[TEXTE SOURCE]
Le principe de précaution, aujourd’hui inscrit dans le marbre de notre Constitution, est la traduction juridique de positions philosophiques développées à la fin des années 1970.
Les origines philosophiques du principe de précaution. – Les racines du principe de précaution doivent être recherchées dans les réflexions contemporaines sur la responsabilité morale. Parmi celles-ci, l’ouvrage majeur du philosophe allemand Hans Jonas, « Le principe responsabilité » a apporté une contribution décisive à l’émergence du principe de précaution. La thèse de Jonas est le fruit de la combinaison de l’effacement du soubassement théologique du concept classique de responsabilité morale et du développement de « l’agir technique ». L’immensité de la tâche confiée à l’homme, la responsabilité du sort du monde, s’avère d’autant plus lourde qu’elle s’accompagne d’une amplification des pouvoirs de l’homme sur l’homme et sur la nature. Or, chez Hans Jonas, l’extension illimitée des pouvoirs de l’homme semble impliquer une extension corollaire de la responsabilité de nos actes, faisant basculer la responsabilité d’une perspective rétrospective vers une perspective prospective : l’homme prend des mesures de précaution impliquées par ce que l’auteur dénomme « l’heuristique de la peur », car il doit assumer les conséquences les plus lointaines de ses actes.

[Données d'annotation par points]
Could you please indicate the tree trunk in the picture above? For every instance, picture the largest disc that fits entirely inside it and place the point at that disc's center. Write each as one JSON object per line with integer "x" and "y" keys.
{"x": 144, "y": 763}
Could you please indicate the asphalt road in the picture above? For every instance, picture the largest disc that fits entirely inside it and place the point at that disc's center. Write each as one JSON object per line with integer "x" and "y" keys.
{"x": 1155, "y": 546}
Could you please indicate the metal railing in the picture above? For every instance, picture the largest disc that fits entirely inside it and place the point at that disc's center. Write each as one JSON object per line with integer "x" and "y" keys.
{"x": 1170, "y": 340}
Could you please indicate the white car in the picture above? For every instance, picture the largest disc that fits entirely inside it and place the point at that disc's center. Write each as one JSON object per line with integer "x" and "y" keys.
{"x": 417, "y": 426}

[CONSIGNES]
1: Dites si chacune des affirmations suivantes est conforme au texte sur le principe de précaution, en répondant par oui ou par non et en citant textuellement les mots du texte qui tranchent. (a) Le principe de précaution figure aujourd'hui dans la Constitution. (b) Hans Jonas est présenté comme un philosophe français. (c) Chez Hans Jonas, la responsabilité passe d'une perspective prospective à une perspective rétrospective.
2: Restituez à l'identique toutes les lignes du listing d'annotation par points, de la première à la dernière.

[CORRIGÉS PAR CONSIGNE]
1:
(a) Oui : « aujourd’hui inscrit dans le marbre de notre Constitution ».
(b) Non : « du philosophe allemand Hans Jonas ».
(c) Non : « faisant basculer la responsabilité d’une perspective rétrospective vers une perspective prospective ».

2:
Could you please indicate the tree trunk in the picture above? For every instance, picture the largest disc that fits entirely inside it and place the point at that disc's center. Write each as one JSON object per line with integer "x" and "y" keys.
{"x": 144, "y": 763}
Could you please indicate the asphalt road in the picture above? For every instance, picture the largest disc that fits entirely inside it and place the point at that disc's center. Write each as one JSON object per line with integer "x" and "y" keys.
{"x": 1155, "y": 546}
Could you please indicate the metal railing in the picture above? For every instance, picture the largest disc that fits entirely inside it and place the point at that disc's center. Write each as one JSON object per line with integer "x" and "y" keys.
{"x": 1170, "y": 340}
Could you please indicate the white car in the picture above? For every instance, picture the largest disc that fits entirely inside it and place the point at that disc's center. Write each as one JSON object per line with integer "x" and "y" keys.
{"x": 417, "y": 426}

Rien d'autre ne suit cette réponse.